_THE EXERCISE_
Please extract the records from the first line through the line containing "[(162, 225)]", including that line, and reproduce them verbatim.

_INFORMATION PROVIDED_
—————

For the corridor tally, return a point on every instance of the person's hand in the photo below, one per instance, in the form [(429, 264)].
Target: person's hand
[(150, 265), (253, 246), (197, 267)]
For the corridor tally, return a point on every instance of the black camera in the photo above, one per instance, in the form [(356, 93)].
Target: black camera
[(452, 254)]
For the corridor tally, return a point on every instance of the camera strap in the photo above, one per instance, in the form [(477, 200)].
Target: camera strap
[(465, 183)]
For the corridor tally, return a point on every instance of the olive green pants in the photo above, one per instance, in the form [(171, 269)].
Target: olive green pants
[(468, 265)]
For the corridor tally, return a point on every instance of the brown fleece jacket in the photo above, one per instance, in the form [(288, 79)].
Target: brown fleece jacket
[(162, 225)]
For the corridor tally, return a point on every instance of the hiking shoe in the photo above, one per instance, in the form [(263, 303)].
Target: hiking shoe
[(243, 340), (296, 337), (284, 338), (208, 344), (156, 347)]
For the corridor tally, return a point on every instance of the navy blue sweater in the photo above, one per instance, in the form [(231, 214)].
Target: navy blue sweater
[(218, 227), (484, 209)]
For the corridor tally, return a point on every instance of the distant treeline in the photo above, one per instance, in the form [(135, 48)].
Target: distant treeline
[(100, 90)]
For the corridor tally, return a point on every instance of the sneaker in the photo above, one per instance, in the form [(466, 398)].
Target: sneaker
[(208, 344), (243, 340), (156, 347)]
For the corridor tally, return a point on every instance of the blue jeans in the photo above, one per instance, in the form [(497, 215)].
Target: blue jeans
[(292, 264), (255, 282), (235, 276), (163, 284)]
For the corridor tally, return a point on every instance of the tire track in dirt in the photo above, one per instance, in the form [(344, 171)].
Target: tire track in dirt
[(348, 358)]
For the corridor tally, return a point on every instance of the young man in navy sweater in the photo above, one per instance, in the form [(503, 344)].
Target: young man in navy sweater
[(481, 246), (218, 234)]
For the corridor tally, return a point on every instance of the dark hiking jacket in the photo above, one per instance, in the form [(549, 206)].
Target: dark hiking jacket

—————

_TASK RESPONSE_
For the corridor tally, return a point on every instance of the person's hand in the photo below, one per instance, in the form [(429, 264)].
Target: person's hand
[(150, 265), (253, 246), (197, 267)]
For the corridor tally, return a point on every instance of the black camera in the photo above, one per instance, in the form [(356, 93)].
Target: black camera
[(452, 254)]
For the corridor tally, return a point on every instance of the camera strap in the photo above, one per instance, in the form [(477, 200)].
Target: camera strap
[(465, 183)]
For the corridor tally, return a point on every instance of the olive green pants in the photo above, one per instance, in the form [(171, 269)].
Target: olive green pants
[(468, 265)]
For the corridor tally, return a point on every instance of the brown fleece jacket in the photo above, one per instance, in the form [(288, 79)].
Target: brown fleece jacket
[(162, 225)]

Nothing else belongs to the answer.